> EXERCISE PROMPT:
Having read the entries, repeat all of them exactly.

========================

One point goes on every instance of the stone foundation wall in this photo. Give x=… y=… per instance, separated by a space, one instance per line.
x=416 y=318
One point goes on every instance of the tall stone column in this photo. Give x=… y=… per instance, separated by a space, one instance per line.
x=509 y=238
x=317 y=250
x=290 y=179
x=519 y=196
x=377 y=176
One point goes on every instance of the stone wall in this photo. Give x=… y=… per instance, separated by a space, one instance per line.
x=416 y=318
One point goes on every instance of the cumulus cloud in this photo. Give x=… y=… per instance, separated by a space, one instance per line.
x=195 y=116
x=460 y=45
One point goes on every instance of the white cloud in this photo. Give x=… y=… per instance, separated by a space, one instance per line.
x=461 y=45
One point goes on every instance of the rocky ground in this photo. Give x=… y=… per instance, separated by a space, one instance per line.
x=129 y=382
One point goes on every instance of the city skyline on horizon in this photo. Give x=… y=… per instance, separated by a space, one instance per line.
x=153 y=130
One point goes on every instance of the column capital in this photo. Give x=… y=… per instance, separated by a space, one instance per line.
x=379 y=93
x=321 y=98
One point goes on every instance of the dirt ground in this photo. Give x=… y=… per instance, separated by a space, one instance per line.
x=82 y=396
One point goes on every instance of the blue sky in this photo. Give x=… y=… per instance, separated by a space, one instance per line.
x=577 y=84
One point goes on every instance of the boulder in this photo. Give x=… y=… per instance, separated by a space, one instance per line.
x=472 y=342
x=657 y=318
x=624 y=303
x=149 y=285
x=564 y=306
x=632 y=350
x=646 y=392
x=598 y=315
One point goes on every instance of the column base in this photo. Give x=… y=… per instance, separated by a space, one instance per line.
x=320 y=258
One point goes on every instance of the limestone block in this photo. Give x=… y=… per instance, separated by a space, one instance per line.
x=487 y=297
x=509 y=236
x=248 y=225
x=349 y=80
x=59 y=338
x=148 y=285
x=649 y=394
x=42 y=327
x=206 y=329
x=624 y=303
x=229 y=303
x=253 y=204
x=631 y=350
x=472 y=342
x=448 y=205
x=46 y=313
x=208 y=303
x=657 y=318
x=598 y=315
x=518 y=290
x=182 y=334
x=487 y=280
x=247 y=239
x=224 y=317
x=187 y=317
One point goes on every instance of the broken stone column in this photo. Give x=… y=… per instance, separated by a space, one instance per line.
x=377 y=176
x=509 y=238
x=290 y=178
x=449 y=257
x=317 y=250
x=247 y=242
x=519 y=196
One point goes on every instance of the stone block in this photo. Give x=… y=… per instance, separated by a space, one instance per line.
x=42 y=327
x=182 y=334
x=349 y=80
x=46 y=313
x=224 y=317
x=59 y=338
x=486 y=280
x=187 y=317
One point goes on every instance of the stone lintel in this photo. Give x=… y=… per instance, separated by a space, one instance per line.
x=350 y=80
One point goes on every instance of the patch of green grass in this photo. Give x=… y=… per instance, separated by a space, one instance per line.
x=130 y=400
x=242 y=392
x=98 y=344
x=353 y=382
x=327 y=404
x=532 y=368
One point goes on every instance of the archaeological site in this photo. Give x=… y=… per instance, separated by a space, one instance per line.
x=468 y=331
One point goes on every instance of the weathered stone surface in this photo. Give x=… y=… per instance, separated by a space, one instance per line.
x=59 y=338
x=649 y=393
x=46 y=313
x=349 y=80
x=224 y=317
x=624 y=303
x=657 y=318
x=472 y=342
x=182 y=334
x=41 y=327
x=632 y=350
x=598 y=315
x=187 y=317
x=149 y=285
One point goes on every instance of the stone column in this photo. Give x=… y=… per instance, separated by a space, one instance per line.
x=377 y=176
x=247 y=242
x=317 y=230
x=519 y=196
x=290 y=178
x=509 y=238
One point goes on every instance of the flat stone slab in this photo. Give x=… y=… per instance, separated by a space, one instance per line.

========================

> RESULT FOR THIS TASK:
One point goes on every instance of the stone foundation wall in this photo. Give x=… y=… per instance, separated by a space, one instance per line.
x=416 y=318
One point goes on every instance of the tall stone column in this photo. Give x=… y=… per instance, separated by a space, one instance per line.
x=509 y=238
x=317 y=250
x=290 y=179
x=519 y=196
x=377 y=176
One point goes on every instance of the stone wall in this photo. Give x=… y=… per instance, separated by a space, one instance per line.
x=416 y=318
One point goes on every instance of the cumulus cloud in this photo. Give x=… y=… per instance, separated by a space, one instance per line.
x=195 y=116
x=460 y=45
One point goes on every instance of the white cloud in this photo. Give x=… y=… per instance, separated by a space, one instance per line.
x=461 y=45
One point goes on every instance of the rocky ground in this photo. Give x=… y=… per instance, separated by a space, one instance per line.
x=129 y=382
One point goes on every instance of the city skyline on horizon in this photo. Give x=… y=… per instance, separated by a space, one instance per line.
x=153 y=130
One point goes on every instance of the column capital in this photo. Give x=… y=… per instance, separated by a space, one instance per line.
x=379 y=93
x=321 y=98
One point goes on every instance of the dirt ground in this photo. Give x=… y=… per instance, separated by a space, one instance per line.
x=82 y=396
One point goes on every instance of the blue sky in this photo. Give x=… y=… per instance, separated by a space, one instance per line.
x=577 y=84
One point goes on every instance of the boulder in this photo. Give x=… y=… per instance, separated by a space, one instance per line.
x=472 y=342
x=657 y=318
x=624 y=303
x=149 y=285
x=564 y=306
x=632 y=350
x=646 y=392
x=598 y=315
One point goes on every instance of the column base in this photo. Give x=… y=… per instance, separated by a space, one instance per line.
x=320 y=258
One point goes on every instance of the limestone block in this photo. Give x=… y=… per instance, separated by a space, one instance per line.
x=487 y=297
x=509 y=236
x=248 y=225
x=349 y=80
x=59 y=338
x=148 y=285
x=649 y=394
x=42 y=327
x=206 y=329
x=624 y=303
x=229 y=303
x=253 y=204
x=631 y=350
x=472 y=342
x=448 y=205
x=46 y=313
x=208 y=303
x=657 y=318
x=598 y=315
x=518 y=290
x=182 y=334
x=487 y=280
x=247 y=239
x=224 y=317
x=187 y=317
One point goes on every instance of the broken stone column in this photo. Give x=… y=… per instance, separated by a space, one instance per line.
x=377 y=176
x=509 y=238
x=290 y=178
x=449 y=257
x=317 y=250
x=247 y=242
x=519 y=196
One point goes on every instance of the stone block in this photo. Give x=… y=… per instance, separated by a space, one instance per line.
x=42 y=327
x=182 y=334
x=349 y=80
x=46 y=313
x=224 y=317
x=59 y=338
x=486 y=280
x=187 y=317
One point goes on every instance of the stone lintel in this photo. Give x=… y=… per instance, separated by a space, one instance per line.
x=350 y=80
One point goes on every instance of the patch of green grass in this photo. Give x=… y=… per instance, separated by a space, one instance per line.
x=130 y=400
x=242 y=392
x=98 y=344
x=353 y=382
x=327 y=404
x=532 y=368
One point goes on every instance of the archaeological site in this photo. Give x=… y=… per instance, separated by a space, one instance per line.
x=468 y=331
One point goes on every instance of the weathered stone surface in this photo. Give x=… y=… per instance, separated by a space, one instance per line.
x=59 y=338
x=649 y=393
x=46 y=313
x=349 y=80
x=224 y=317
x=624 y=303
x=657 y=318
x=472 y=342
x=182 y=334
x=41 y=327
x=632 y=350
x=598 y=315
x=187 y=317
x=149 y=285
One point goes on every instance of the stone column in this photo. Give x=… y=… per instance, separated by a space, one instance per line.
x=377 y=176
x=247 y=242
x=317 y=230
x=519 y=196
x=290 y=178
x=509 y=238
One point goes on every instance of the flat stone slab in this photo. Give x=… y=… per instance, separated by a space, one instance per line.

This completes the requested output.